* [Dataset records]

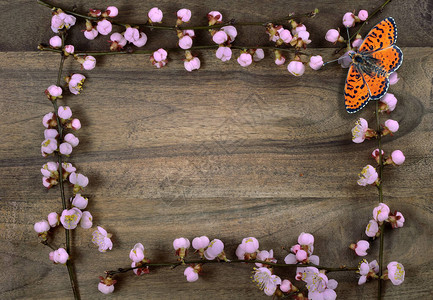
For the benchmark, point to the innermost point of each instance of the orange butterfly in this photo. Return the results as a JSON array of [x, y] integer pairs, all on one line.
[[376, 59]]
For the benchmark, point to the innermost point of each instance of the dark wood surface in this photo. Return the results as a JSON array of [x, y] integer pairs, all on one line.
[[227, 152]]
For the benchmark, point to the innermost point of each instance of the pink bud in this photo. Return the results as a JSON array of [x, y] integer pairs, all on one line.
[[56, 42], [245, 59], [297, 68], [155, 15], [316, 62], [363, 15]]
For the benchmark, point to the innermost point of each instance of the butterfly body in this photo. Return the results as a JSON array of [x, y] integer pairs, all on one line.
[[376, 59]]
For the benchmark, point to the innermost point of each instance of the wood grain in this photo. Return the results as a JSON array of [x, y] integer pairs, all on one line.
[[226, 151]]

* [What to produce] Copy all of the items above word for word, keeping each line as it is, but leave out the pictures.

* [Reply]
For the benchmark, point to the innermost point of each instance of the orange butterfly in this photo. Return the results as a JSON array of [x, y] integer pairs, all on one line.
[[376, 59]]
For the benchmark, point to the innermost point of each instance of the dark wood surface in this photo. Return the results as a JSON array of [x, y] integer pairs, all on one line.
[[227, 152]]
For the benchmark, point to the innermost point of each instance of the pink bud in this photo. Return the results as a JSON array of [x, y] integer pairs, all on one line.
[[56, 42], [245, 59], [297, 68], [155, 15], [316, 62], [363, 15]]
For the benchmark, point to the innermost point of each instance of the butterfly body in this photo. Return the results as a JSON array of [x, y] integer pairs, all on one line.
[[376, 59]]
For the benchmark, point to the innermost point of each instance of the wood grain in this photo. Return the results as a JSON array of [x, y] integer pairs, all on one line.
[[226, 151]]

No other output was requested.